[R-sig-ME] 4 binary DVs, subjects nested within schools

Wed Nov 23 07:32:03 CET 2011

  On 23/11/2011, at 4:25, Paul Johnson <pauljohn32 at gmail.com> wrote:

> The gist of this is that there are 4 dichotomous outputs that can be
> modeled separately with logistic or probit models, and lme4 works fine
> treating each one separately.  There is a random effect at the school
> level.
>

You _could_ look at openMX, which runs under R, but is not yet in CRAN
because of negotiations about the licensing for NPSOL, 
if I understand correctly.

http://openmx.psyc.virginia.edu/

> [...] and then I need to take into
> account the fact that students are nested in classrooms.

Mx would fit a multivariate probit mixed model.

If the schools are big enough, you might take the other older approach of
calculating tetrachoric correlation matrices and using a SEM package, such
as "sem".

> And why are multivariate approaches not making the same mistake that
> is described in this literature on comparison of coefficients across
> logit models fitted for separate groups. I mean, if the variance
> parameter is not identified, how can I meaningfully put together 4
> logit models?

The multivariate probit doesn't have that problem, because it has to
ignore it ;) If you think of the threshold formulation (as you usually
do once you have more than two ordinal categories), you get the
tetrachoric correlation as the measure of association between your
variables.  You can get easily get models where the correlation matrix
is the same for the different groups, even though the item endorsement
rates (or prevalences) for the items are different.  With only one
threshold, we handwave and say that the underlying latent variables are
the same, but the thresholds have moved.  With two or more thresholds,
changes in variance can appear as the thresholds moving closer together
or further apart.

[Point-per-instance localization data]
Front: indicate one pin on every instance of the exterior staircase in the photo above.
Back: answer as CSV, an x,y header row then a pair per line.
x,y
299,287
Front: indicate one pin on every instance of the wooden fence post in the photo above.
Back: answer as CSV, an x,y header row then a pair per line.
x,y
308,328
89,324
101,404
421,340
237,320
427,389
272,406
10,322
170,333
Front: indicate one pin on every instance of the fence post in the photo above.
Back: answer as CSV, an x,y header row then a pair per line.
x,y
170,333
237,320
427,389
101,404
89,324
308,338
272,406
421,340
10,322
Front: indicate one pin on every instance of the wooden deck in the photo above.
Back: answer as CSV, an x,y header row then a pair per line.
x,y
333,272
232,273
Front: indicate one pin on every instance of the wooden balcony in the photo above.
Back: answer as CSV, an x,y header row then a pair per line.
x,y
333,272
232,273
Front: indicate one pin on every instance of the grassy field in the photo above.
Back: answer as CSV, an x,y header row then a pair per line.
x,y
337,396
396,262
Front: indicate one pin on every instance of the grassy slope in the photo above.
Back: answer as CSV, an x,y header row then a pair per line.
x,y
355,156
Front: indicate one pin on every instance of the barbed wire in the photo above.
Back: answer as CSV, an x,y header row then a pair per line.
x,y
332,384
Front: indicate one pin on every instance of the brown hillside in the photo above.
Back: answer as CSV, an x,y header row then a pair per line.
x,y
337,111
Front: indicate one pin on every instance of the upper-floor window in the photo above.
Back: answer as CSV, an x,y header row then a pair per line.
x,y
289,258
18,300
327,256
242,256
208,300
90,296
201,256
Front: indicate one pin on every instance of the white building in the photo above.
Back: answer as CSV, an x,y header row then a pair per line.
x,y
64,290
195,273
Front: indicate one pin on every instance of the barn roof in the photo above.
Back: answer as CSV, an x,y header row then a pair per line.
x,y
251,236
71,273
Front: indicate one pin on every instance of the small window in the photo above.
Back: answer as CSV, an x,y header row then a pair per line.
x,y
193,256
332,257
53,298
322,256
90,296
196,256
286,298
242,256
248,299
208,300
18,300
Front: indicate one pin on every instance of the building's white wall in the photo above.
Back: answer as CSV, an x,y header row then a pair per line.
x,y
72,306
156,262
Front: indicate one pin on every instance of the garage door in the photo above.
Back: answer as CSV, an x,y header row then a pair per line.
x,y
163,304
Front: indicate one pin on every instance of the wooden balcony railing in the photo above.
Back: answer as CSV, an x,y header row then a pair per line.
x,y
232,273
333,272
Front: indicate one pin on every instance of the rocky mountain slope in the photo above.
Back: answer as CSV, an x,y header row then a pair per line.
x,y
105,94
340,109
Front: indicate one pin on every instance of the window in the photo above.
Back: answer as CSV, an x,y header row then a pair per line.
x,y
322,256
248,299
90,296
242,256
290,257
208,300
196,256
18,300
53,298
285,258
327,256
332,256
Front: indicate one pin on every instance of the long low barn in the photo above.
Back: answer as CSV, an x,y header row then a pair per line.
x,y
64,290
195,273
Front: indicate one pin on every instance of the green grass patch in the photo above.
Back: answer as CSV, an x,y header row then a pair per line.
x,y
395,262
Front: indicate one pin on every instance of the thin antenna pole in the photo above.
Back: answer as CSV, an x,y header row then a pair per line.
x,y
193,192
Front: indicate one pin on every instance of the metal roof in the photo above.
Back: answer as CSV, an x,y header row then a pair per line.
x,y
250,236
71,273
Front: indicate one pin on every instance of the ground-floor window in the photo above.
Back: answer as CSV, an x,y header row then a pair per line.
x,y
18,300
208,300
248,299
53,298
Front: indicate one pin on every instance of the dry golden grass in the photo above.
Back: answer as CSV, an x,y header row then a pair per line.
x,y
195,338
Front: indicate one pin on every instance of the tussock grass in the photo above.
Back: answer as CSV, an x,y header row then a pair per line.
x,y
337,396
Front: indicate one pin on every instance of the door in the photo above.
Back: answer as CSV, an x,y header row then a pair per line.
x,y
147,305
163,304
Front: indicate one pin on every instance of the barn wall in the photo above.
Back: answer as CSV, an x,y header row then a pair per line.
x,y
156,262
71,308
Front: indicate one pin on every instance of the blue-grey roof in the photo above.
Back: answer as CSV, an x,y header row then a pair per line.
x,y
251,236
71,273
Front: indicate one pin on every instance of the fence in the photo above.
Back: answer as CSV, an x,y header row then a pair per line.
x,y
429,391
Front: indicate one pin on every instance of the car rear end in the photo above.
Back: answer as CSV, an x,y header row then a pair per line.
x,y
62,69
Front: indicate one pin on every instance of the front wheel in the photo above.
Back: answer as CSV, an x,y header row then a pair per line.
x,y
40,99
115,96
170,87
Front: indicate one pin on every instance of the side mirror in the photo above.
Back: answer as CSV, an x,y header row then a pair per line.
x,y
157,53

= Things to do =
1 – According to the mailing-list reply on modeling four binary outcomes, why is openMX not yet in CRAN?
2 – From the mailing-list reply on four binary outcomes, pull out the passage between "Wed Nov 23 07:32:03" and "I understand correctly.", inclusive, word for word.
3 – Continue the mailing-list reply about four binary outcomes and multivariate probit models from where it stops.

= Written answers =
1 – Because of negotiations about the licensing for NPSOL.

2 –
Wed Nov 23 07:32:03 CET 2011

  On 23/11/2011, at 4:25, Paul Johnson <pauljohn32 at gmail.com> wrote:

> The gist of this is that there are 4 dichotomous outputs that can be
> modeled separately with logistic or probit models, and lme4 works fine
> treating each one separately.  There is a random effect at the school
> level.
>

You _could_ look at openMX, which runs under R, but is not yet in CRAN
because of negotiations about the licensing for NPSOL, 
if I understand correctly.

3 –
One test of the appropriateness of the model is if you have
three or more DVs, then for any three, you can fit a one factor factor
analytic model to the tetrachoric correlation matrix, which should give a
perfect fit to the observed 2x2x2 contingency table (there is a paper by
Muthen) - this has low power.

But if you think about it, it is not that different to the question of
why we usually assume that random effects are normally distributed.

Anyway, I have rambled long enough.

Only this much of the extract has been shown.